§ Problem to work on
Reproduce the material starting with the line containing "Indicate the gravel" and continuing through the line containing "x=228, y=187", substituting "denim trousers" for "blue jeans" and leaving everything else unchanged.

§ Records supplied

════════

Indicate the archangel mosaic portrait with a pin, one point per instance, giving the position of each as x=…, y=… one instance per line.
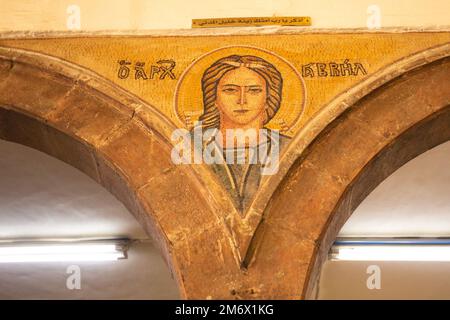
x=240, y=96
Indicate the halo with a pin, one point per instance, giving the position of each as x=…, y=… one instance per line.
x=188, y=98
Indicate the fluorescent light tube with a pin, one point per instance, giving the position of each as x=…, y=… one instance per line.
x=60, y=252
x=391, y=253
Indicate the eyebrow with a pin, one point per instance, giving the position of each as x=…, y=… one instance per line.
x=236, y=85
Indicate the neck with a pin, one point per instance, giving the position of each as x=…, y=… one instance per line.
x=255, y=124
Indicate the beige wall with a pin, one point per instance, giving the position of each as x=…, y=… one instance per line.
x=156, y=14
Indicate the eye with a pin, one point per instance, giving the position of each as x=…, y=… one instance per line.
x=255, y=90
x=230, y=90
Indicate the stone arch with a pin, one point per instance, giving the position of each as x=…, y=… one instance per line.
x=344, y=163
x=123, y=144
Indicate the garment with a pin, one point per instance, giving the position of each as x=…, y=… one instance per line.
x=242, y=175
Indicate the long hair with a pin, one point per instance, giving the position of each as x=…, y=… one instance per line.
x=211, y=77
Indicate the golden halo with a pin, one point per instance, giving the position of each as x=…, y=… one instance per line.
x=188, y=98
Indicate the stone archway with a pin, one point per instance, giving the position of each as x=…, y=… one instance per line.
x=122, y=143
x=379, y=133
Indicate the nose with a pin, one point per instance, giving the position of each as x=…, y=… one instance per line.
x=242, y=96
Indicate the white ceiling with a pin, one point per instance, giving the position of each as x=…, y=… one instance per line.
x=44, y=198
x=413, y=201
x=41, y=197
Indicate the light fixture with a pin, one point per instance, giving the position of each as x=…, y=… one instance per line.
x=62, y=251
x=401, y=249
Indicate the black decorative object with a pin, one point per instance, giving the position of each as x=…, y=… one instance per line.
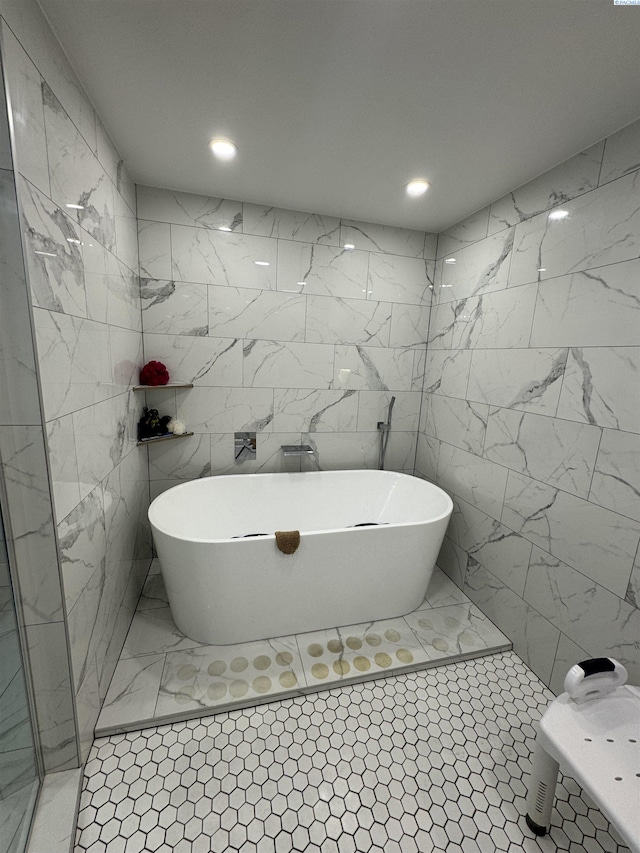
x=151, y=425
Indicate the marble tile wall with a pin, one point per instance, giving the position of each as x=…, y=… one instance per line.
x=531, y=413
x=78, y=212
x=282, y=329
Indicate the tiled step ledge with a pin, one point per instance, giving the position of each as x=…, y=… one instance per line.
x=164, y=677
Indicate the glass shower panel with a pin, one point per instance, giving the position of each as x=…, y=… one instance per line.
x=19, y=778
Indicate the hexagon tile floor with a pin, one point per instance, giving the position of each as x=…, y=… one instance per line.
x=426, y=761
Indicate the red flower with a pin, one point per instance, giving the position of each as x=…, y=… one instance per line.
x=154, y=373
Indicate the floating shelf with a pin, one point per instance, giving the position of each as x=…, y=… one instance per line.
x=160, y=387
x=155, y=438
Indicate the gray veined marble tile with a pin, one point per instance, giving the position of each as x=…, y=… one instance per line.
x=25, y=86
x=179, y=208
x=534, y=638
x=470, y=230
x=600, y=387
x=321, y=270
x=201, y=360
x=243, y=312
x=216, y=257
x=600, y=227
x=447, y=372
x=461, y=422
x=76, y=174
x=598, y=307
x=558, y=452
x=154, y=250
x=315, y=411
x=373, y=368
x=290, y=224
x=174, y=307
x=393, y=278
x=54, y=258
x=527, y=379
x=133, y=691
x=479, y=268
x=476, y=480
x=621, y=153
x=274, y=364
x=491, y=543
x=589, y=614
x=616, y=478
x=382, y=238
x=572, y=178
x=598, y=542
x=348, y=321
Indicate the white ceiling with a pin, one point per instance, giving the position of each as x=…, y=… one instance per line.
x=336, y=104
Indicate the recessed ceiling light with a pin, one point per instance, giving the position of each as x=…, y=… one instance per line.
x=417, y=187
x=223, y=149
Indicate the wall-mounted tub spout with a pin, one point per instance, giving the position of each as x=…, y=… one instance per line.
x=384, y=427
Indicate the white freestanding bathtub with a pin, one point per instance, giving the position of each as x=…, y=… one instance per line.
x=227, y=585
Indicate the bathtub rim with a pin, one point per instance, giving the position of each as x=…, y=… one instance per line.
x=271, y=536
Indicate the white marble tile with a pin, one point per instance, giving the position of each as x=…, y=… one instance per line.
x=154, y=249
x=601, y=543
x=179, y=208
x=182, y=460
x=63, y=465
x=315, y=411
x=373, y=368
x=373, y=407
x=216, y=257
x=201, y=360
x=458, y=629
x=616, y=478
x=597, y=620
x=348, y=321
x=597, y=387
x=572, y=178
x=409, y=325
x=290, y=224
x=359, y=651
x=242, y=312
x=275, y=364
x=491, y=543
x=76, y=175
x=470, y=230
x=527, y=379
x=534, y=638
x=174, y=307
x=476, y=269
x=226, y=409
x=382, y=238
x=215, y=676
x=321, y=270
x=447, y=372
x=495, y=320
x=598, y=307
x=476, y=480
x=558, y=452
x=601, y=227
x=393, y=278
x=133, y=691
x=621, y=153
x=75, y=362
x=463, y=423
x=54, y=258
x=269, y=458
x=442, y=591
x=25, y=87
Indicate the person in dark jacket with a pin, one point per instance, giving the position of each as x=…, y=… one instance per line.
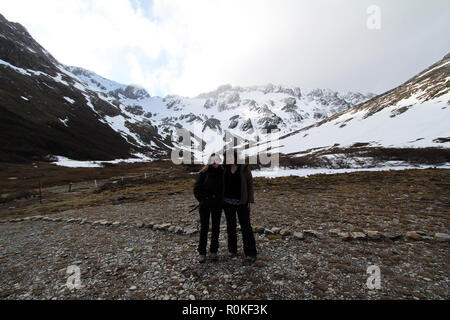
x=208, y=190
x=239, y=199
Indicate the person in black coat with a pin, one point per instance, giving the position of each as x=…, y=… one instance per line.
x=238, y=201
x=208, y=190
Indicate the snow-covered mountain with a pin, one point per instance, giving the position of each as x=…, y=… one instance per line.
x=49, y=109
x=59, y=110
x=414, y=115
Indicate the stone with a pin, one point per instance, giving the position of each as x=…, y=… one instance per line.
x=358, y=235
x=334, y=232
x=139, y=224
x=393, y=235
x=442, y=237
x=373, y=235
x=178, y=230
x=344, y=236
x=258, y=229
x=276, y=230
x=313, y=233
x=163, y=226
x=412, y=235
x=299, y=235
x=190, y=231
x=274, y=236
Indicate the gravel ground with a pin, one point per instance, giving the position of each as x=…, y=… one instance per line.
x=127, y=262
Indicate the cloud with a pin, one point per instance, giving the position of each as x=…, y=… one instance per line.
x=188, y=47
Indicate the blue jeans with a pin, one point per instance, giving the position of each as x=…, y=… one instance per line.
x=248, y=238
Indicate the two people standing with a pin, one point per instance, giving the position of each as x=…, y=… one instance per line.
x=228, y=187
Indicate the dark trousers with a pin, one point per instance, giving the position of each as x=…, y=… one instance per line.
x=205, y=213
x=248, y=238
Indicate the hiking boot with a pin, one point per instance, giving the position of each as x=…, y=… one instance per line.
x=214, y=257
x=232, y=255
x=202, y=259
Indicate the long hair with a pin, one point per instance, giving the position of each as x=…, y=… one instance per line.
x=235, y=156
x=205, y=168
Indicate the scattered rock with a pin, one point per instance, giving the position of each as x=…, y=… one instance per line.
x=313, y=233
x=442, y=237
x=344, y=236
x=412, y=235
x=190, y=231
x=373, y=235
x=276, y=230
x=163, y=226
x=139, y=224
x=334, y=232
x=299, y=235
x=358, y=235
x=258, y=229
x=393, y=235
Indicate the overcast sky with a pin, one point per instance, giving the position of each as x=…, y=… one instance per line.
x=187, y=47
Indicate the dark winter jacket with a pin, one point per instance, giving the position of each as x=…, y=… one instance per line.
x=208, y=188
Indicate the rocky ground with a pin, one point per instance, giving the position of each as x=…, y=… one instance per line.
x=124, y=252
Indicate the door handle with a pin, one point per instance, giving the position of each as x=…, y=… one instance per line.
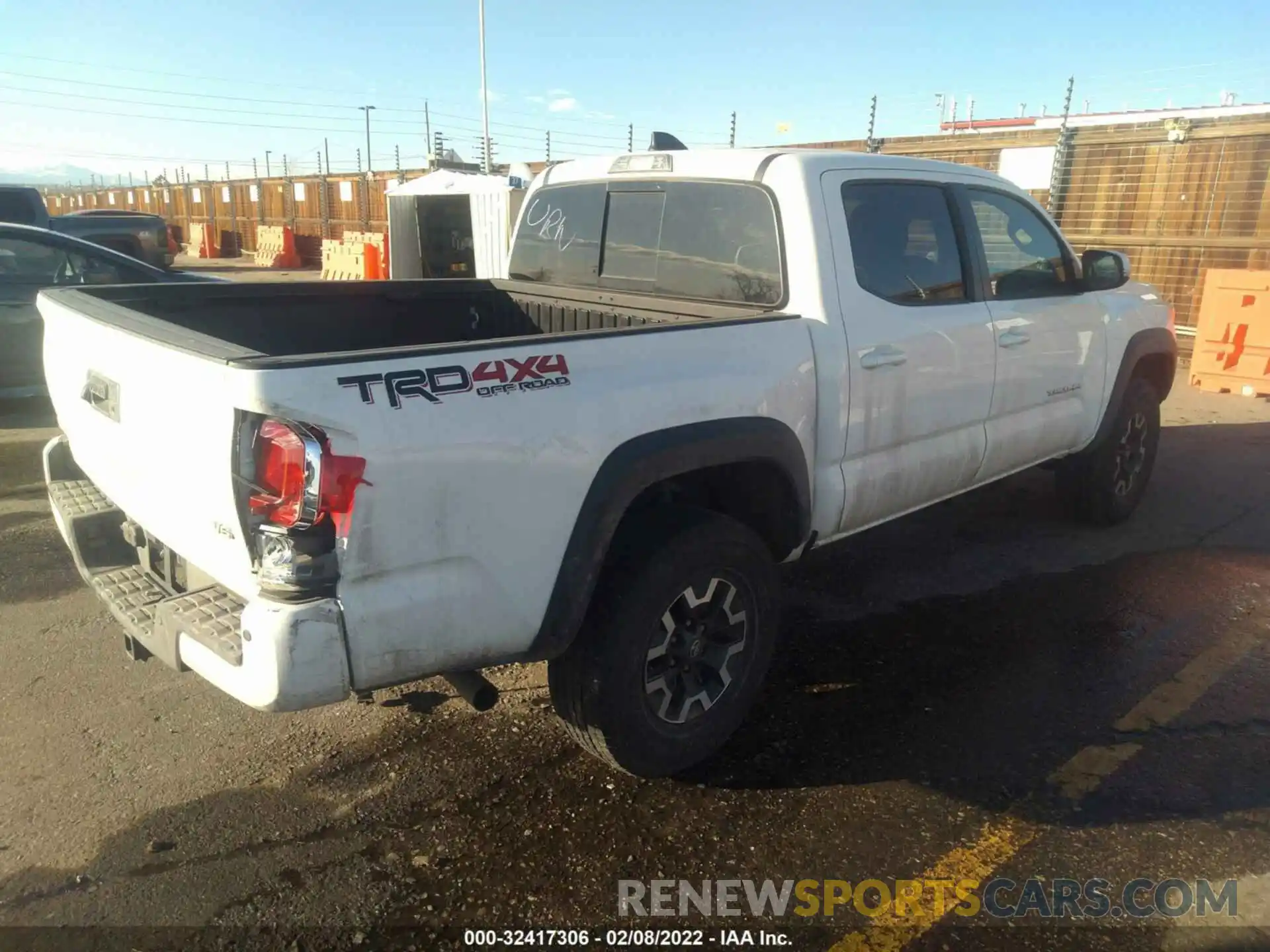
x=884, y=356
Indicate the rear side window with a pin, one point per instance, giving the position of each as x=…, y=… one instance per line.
x=904, y=245
x=1024, y=257
x=17, y=207
x=704, y=240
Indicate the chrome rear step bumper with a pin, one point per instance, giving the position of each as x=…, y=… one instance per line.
x=271, y=655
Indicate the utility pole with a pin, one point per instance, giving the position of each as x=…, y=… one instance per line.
x=484, y=89
x=324, y=196
x=233, y=210
x=367, y=111
x=290, y=193
x=259, y=192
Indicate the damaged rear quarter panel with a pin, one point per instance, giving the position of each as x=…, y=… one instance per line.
x=455, y=543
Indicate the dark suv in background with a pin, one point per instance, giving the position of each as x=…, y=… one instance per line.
x=135, y=234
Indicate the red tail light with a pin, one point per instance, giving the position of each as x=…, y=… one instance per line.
x=300, y=479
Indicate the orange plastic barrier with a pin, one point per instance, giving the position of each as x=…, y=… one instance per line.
x=202, y=240
x=276, y=247
x=1232, y=335
x=378, y=263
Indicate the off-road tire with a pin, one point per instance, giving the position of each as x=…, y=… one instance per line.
x=1105, y=485
x=600, y=686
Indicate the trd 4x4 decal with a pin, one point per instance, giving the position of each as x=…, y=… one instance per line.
x=512, y=375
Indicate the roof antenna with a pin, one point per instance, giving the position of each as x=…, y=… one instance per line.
x=666, y=143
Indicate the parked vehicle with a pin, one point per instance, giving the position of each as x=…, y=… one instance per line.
x=135, y=234
x=32, y=259
x=705, y=364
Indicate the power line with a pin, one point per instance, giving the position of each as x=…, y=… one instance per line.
x=222, y=79
x=257, y=112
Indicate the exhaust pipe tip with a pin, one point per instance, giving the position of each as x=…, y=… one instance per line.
x=474, y=688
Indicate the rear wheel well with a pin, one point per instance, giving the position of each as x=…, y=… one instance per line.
x=1159, y=371
x=756, y=493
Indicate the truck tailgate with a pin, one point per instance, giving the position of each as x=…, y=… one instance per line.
x=153, y=427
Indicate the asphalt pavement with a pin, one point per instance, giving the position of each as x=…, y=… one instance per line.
x=980, y=691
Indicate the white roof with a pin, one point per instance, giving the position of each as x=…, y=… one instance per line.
x=447, y=182
x=747, y=163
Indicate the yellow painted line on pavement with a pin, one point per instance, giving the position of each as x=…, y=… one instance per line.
x=996, y=843
x=1001, y=840
x=1174, y=697
x=1090, y=767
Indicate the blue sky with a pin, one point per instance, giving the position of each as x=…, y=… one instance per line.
x=121, y=88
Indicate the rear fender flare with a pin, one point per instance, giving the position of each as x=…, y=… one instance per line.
x=1144, y=343
x=643, y=462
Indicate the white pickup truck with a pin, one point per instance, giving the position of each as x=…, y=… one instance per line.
x=704, y=364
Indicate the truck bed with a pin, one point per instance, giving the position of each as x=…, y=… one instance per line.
x=294, y=324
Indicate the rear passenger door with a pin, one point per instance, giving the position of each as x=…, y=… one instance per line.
x=921, y=347
x=1049, y=337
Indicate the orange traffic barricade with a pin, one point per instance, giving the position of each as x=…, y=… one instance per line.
x=276, y=247
x=202, y=240
x=1232, y=335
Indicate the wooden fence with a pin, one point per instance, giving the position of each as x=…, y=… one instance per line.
x=1177, y=202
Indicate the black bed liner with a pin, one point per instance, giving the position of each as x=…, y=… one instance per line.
x=296, y=324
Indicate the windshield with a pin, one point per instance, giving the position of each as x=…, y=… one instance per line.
x=704, y=240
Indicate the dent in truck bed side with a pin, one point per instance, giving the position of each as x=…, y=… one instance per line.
x=643, y=462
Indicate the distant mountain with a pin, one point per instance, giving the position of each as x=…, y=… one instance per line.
x=48, y=175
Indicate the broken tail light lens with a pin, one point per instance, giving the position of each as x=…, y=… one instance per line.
x=299, y=480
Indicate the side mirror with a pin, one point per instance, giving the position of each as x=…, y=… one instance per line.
x=1104, y=270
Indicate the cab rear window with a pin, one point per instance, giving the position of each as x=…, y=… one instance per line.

════════

§ The answer
Indicate the gravel ground with a pin, one point per instance, giving the position of each as x=…, y=… one instance per line.
x=127, y=262
Indicate the cloud with a pin, one point per instance, giving the position of each as x=…, y=… one instance per line.
x=188, y=47
Indicate the denim trousers with a pin, one point per instance, giving the position of each as x=…, y=… one instance per line.
x=248, y=238
Indicate the two people standing with a pin, one point per instance, giving the position of each as x=…, y=… one instance per line.
x=228, y=187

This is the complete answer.